PROBLEM REQUIREMENTS: Copy each line of the data below that contains the string "presented". Uppercase and lowercase letters count as distinct.

Start DATA SUPPLIED

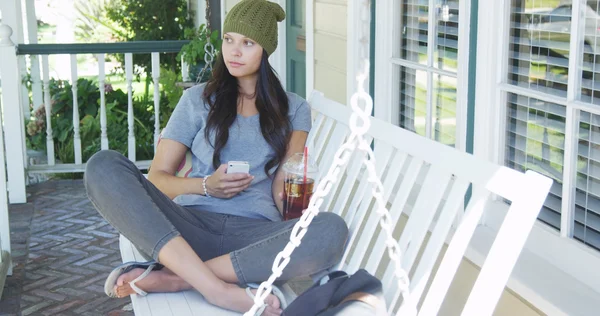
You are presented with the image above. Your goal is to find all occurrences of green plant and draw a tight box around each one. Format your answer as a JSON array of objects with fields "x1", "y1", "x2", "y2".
[
  {"x1": 26, "y1": 78, "x2": 162, "y2": 163},
  {"x1": 177, "y1": 24, "x2": 221, "y2": 65},
  {"x1": 159, "y1": 69, "x2": 183, "y2": 128},
  {"x1": 106, "y1": 0, "x2": 193, "y2": 74}
]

End DATA SUPPLIED

REPLY:
You are presented with the image above. Your goal is to find all occurrences of green plant and draw a tight box around each one. Format your answer as a JSON array of objects with fields "x1", "y1", "x2", "y2".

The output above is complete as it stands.